** EXCERPTED PASSAGE follows **

MAHA and MAGA: We are careening back to a rose-tinted "Again." Enough with this bizarre nostalgia. The past is not a television sit-com of white, middle class nuclear families, Dad happily employed, Mom happily raising offspring who drink unpasteurized milk, swim without sunscreen at the beach, eat food free from preservatives or dyes. No vaccines to wreak havoc on their healthy bodies. Elysium.
The past is darker.
What glorious year do we yearn for?
1950s? Polio was ascendant, leaving thousands of Americans, mostly children, paralyzed or dead. In 1952, the United States had 57,628 cases. In New York City, more than 2,000 people died in 1953. Neither wealth nor nutrition nor sanitation could prevent the disease. Even President Franklin Roosevelt succumbed. Fast forward to 1994, four decades later. Polio was virtually eliminated in North and South America. The reason: vaccines.
The 1950s? In that era nearly all American children got measles. Annually 400 to 500 people died, 48,000 were hospitalized, and 1,000 suffered encephalitis. But until recently, measles was virtually extinct in the United States; pediatricians rarely saw a case. The reason: a vaccine (1963). But since Robert Kennedy and his cohort have downplayed the vaccine, while touting vitamin A as a treatment, measles has spiked.The CDC data (Elon Musks' DOGE has decimated analysts) are not optimal; but as of June 2025, 35 states reported 1,197 confirmed cases.

** End of EXCERPTED PASSAGE **
** MATERIAL SUPPLIED follows **

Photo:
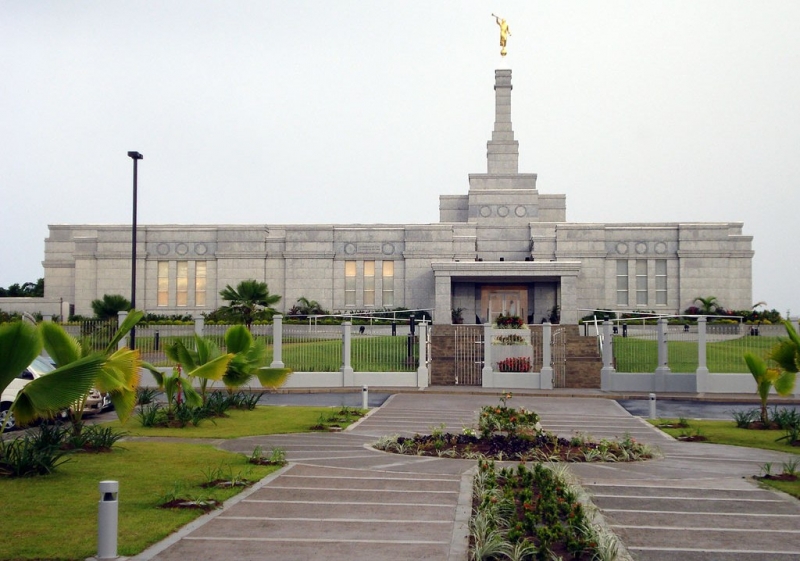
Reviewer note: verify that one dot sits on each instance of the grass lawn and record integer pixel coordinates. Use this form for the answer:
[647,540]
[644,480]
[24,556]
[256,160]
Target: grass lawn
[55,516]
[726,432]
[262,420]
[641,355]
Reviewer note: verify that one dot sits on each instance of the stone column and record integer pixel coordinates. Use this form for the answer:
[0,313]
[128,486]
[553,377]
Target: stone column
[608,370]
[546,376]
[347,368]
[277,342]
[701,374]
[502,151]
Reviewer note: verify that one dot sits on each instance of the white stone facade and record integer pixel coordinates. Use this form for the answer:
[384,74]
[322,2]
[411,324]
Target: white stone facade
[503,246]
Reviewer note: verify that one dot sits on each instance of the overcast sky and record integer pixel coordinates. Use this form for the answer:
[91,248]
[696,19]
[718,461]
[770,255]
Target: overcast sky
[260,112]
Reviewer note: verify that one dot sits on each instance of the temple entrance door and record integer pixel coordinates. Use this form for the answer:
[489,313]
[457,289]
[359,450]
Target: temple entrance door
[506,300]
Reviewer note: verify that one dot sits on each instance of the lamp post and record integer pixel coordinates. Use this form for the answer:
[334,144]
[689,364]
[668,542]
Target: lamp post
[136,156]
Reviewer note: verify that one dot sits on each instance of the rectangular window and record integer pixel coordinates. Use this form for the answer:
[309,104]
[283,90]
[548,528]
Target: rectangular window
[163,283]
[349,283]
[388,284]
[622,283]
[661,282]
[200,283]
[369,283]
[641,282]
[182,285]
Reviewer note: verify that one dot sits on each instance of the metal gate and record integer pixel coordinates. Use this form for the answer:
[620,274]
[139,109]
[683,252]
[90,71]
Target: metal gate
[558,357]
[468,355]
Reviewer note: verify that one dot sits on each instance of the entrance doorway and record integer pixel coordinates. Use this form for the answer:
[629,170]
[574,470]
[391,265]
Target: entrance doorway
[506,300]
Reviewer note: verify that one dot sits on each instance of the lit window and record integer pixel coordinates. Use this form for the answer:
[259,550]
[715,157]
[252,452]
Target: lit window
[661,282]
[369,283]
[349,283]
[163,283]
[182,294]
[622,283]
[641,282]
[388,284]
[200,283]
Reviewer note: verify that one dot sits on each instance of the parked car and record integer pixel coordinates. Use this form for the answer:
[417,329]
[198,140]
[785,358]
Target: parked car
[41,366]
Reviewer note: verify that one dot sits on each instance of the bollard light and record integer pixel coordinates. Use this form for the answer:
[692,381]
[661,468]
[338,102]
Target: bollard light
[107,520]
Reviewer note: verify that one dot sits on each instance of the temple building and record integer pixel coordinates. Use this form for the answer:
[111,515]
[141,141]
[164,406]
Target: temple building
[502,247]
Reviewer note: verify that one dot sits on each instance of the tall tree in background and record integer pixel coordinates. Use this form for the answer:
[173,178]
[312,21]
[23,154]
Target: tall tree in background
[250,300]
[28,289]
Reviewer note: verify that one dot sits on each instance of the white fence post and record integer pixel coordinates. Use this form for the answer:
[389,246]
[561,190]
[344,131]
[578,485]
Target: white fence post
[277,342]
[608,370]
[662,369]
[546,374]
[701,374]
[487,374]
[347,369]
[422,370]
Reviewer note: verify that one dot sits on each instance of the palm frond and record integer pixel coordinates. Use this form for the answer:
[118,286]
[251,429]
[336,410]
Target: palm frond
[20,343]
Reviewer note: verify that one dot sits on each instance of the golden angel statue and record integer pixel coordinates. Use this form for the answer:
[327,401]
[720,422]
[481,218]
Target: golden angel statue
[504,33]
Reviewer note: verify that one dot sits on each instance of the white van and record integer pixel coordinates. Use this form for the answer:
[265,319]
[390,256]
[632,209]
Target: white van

** End of MATERIAL SUPPLIED **

* _YOUR GOAL_:
Pick up the opinion piece on vaccines after its last sentence and continue it. The material above stands apart from the opinion piece on vaccines and has no connection to it.

* _RESULT FOR THIS EXERCISE_:
Back to 1995, when chicken pox was"Again" routine for children. Annually 100 to 150 children died; from 10,500 to 13,500 children were hospitalized. Enter the 1995 vaccine; today we have far fewer cases, fewer hospitalizations, fewer complications. In 2005, we introduced a combination measles, mumps, rubella, and varicella (MMRV) vaccine,
In the "Again" past a lot of Americans were both malnourished and hungry. In the 1940s? The military drafted men with dangerously poor nutritional status, a finding that in 1946 spurred the National School Lunch Program. How about the 1960s? Hunger and malnutrition remained rife, particularly in the rural South. A common sight: stunted, apathetic children with swollen stomachs, dull eyes and poorly healing wounds — common sights in the developing world. Watch the 1968 CBS documentary “Hunger in America.” Today researchers no longer find dire malnutrition (we now consume too many not too few calories.) We eliminated dire hunger, not with a spike in income or employment, but with food programs. Thank you, Presidents John F. Kennedy and Lyndon Johnson, later President Richard Nixon (who made food stamps a national program). Yet MAHA and MAGA enthusiasts yearn to shrink those programs, adding requirements for employment, giving states leeway to cut benefits. The history of welfare in this country shows a geographic divide: some states have eagerly cut benefits for the poor, citing"self sufficiency" or "frugality" to mask racism.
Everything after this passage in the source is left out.